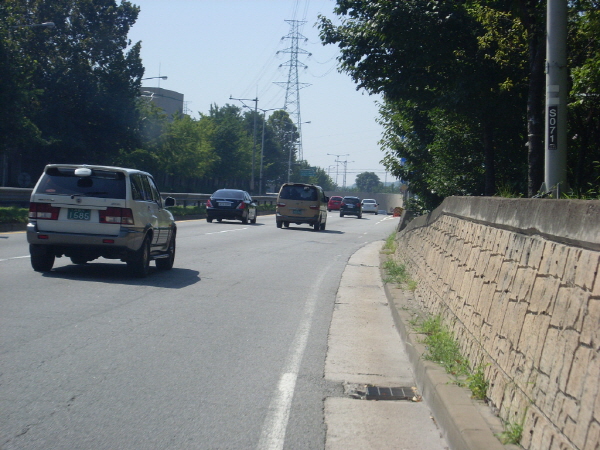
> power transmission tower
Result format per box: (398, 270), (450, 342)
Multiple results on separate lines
(274, 19), (311, 162)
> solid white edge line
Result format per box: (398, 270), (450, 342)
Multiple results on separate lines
(256, 267), (330, 450)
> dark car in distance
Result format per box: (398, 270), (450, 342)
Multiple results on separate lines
(206, 189), (257, 224)
(339, 196), (362, 218)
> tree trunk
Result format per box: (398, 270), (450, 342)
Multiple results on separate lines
(527, 32), (546, 197)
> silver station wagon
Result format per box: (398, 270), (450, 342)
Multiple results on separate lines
(27, 164), (177, 277)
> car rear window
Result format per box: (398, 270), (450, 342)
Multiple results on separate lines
(280, 185), (317, 201)
(344, 197), (360, 204)
(35, 167), (126, 199)
(212, 189), (245, 200)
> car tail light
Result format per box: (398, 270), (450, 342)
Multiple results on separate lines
(276, 202), (286, 207)
(237, 202), (246, 210)
(206, 198), (213, 208)
(29, 203), (60, 220)
(99, 207), (134, 225)
(340, 202), (346, 207)
(309, 205), (319, 210)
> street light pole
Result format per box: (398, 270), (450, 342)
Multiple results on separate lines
(544, 0), (568, 196)
(257, 108), (278, 195)
(230, 95), (259, 193)
(327, 153), (349, 187)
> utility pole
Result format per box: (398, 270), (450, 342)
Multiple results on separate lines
(327, 153), (348, 187)
(341, 159), (354, 189)
(544, 0), (568, 196)
(257, 108), (278, 195)
(230, 96), (259, 193)
(274, 19), (311, 162)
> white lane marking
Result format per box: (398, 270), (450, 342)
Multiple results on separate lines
(204, 227), (248, 235)
(257, 267), (330, 450)
(376, 216), (396, 224)
(0, 255), (30, 262)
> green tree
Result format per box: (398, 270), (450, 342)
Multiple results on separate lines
(268, 110), (299, 186)
(568, 1), (600, 194)
(2, 0), (143, 183)
(319, 0), (528, 201)
(203, 104), (252, 189)
(356, 172), (381, 193)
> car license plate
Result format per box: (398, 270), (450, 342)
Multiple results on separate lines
(68, 208), (91, 220)
(347, 204), (354, 208)
(218, 202), (231, 207)
(292, 209), (302, 214)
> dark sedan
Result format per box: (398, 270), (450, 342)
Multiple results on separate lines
(206, 189), (257, 224)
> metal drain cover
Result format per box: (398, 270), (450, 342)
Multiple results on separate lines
(365, 386), (415, 401)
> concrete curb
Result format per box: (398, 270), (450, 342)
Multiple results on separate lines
(380, 255), (516, 450)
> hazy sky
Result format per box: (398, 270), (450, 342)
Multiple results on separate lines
(128, 0), (391, 187)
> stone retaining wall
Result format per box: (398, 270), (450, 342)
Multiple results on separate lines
(395, 197), (600, 450)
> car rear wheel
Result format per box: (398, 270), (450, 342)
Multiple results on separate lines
(321, 221), (326, 231)
(313, 219), (320, 231)
(276, 220), (282, 228)
(70, 256), (88, 265)
(241, 214), (248, 224)
(128, 235), (151, 278)
(156, 232), (176, 270)
(340, 212), (344, 217)
(283, 222), (290, 228)
(207, 218), (213, 223)
(30, 245), (55, 272)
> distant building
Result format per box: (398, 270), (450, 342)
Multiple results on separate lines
(141, 87), (184, 117)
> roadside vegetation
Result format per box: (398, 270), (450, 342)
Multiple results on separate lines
(319, 2), (600, 210)
(381, 246), (521, 445)
(0, 207), (27, 223)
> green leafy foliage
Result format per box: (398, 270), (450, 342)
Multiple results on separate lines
(498, 420), (524, 445)
(355, 172), (381, 192)
(320, 0), (600, 206)
(0, 207), (28, 223)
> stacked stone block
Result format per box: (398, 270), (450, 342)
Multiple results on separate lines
(396, 199), (600, 450)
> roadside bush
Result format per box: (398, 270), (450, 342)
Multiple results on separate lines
(0, 207), (28, 223)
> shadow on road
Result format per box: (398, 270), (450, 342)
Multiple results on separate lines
(43, 263), (201, 289)
(280, 227), (344, 234)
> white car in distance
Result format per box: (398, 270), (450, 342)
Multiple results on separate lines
(362, 198), (379, 214)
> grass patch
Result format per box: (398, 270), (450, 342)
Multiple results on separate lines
(169, 205), (206, 216)
(464, 364), (489, 401)
(0, 206), (28, 223)
(413, 315), (490, 402)
(382, 259), (417, 291)
(382, 232), (397, 254)
(415, 315), (470, 378)
(498, 420), (523, 445)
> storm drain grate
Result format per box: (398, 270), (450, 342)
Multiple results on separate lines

=====

# WORK REQUIRED
Among the lines of the listing above, which ones contain the word "distance"? Show them.

# ANSWER TO THE PROBLEM
> dark car in distance
> white car in distance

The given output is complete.